* [Instruction]:
Every record below should be written out exactly; pictures stay out.

____________

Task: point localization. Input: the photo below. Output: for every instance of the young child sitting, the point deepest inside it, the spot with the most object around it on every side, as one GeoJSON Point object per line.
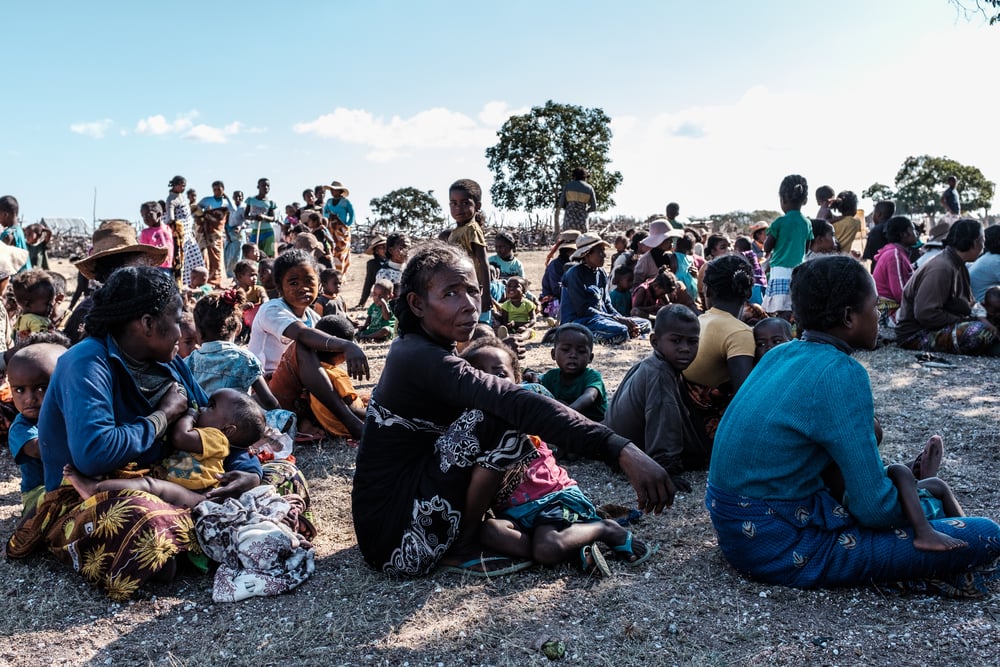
{"type": "Point", "coordinates": [517, 312]}
{"type": "Point", "coordinates": [504, 258]}
{"type": "Point", "coordinates": [28, 372]}
{"type": "Point", "coordinates": [330, 302]}
{"type": "Point", "coordinates": [649, 407]}
{"type": "Point", "coordinates": [572, 382]}
{"type": "Point", "coordinates": [219, 363]}
{"type": "Point", "coordinates": [331, 400]}
{"type": "Point", "coordinates": [34, 293]}
{"type": "Point", "coordinates": [621, 296]}
{"type": "Point", "coordinates": [331, 419]}
{"type": "Point", "coordinates": [380, 325]}
{"type": "Point", "coordinates": [547, 518]}
{"type": "Point", "coordinates": [202, 440]}
{"type": "Point", "coordinates": [768, 333]}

____________

* [Task output]:
Task: point localization. Input: the photo below. Output: for every instance of the young child sitting, the point deepest inside it, the spot with the most object around it on every side, as one GeoJSON Point object per line.
{"type": "Point", "coordinates": [517, 312]}
{"type": "Point", "coordinates": [504, 258]}
{"type": "Point", "coordinates": [28, 372]}
{"type": "Point", "coordinates": [330, 302]}
{"type": "Point", "coordinates": [649, 407]}
{"type": "Point", "coordinates": [572, 382]}
{"type": "Point", "coordinates": [219, 363]}
{"type": "Point", "coordinates": [331, 400]}
{"type": "Point", "coordinates": [34, 293]}
{"type": "Point", "coordinates": [621, 296]}
{"type": "Point", "coordinates": [331, 419]}
{"type": "Point", "coordinates": [380, 325]}
{"type": "Point", "coordinates": [547, 518]}
{"type": "Point", "coordinates": [202, 440]}
{"type": "Point", "coordinates": [768, 333]}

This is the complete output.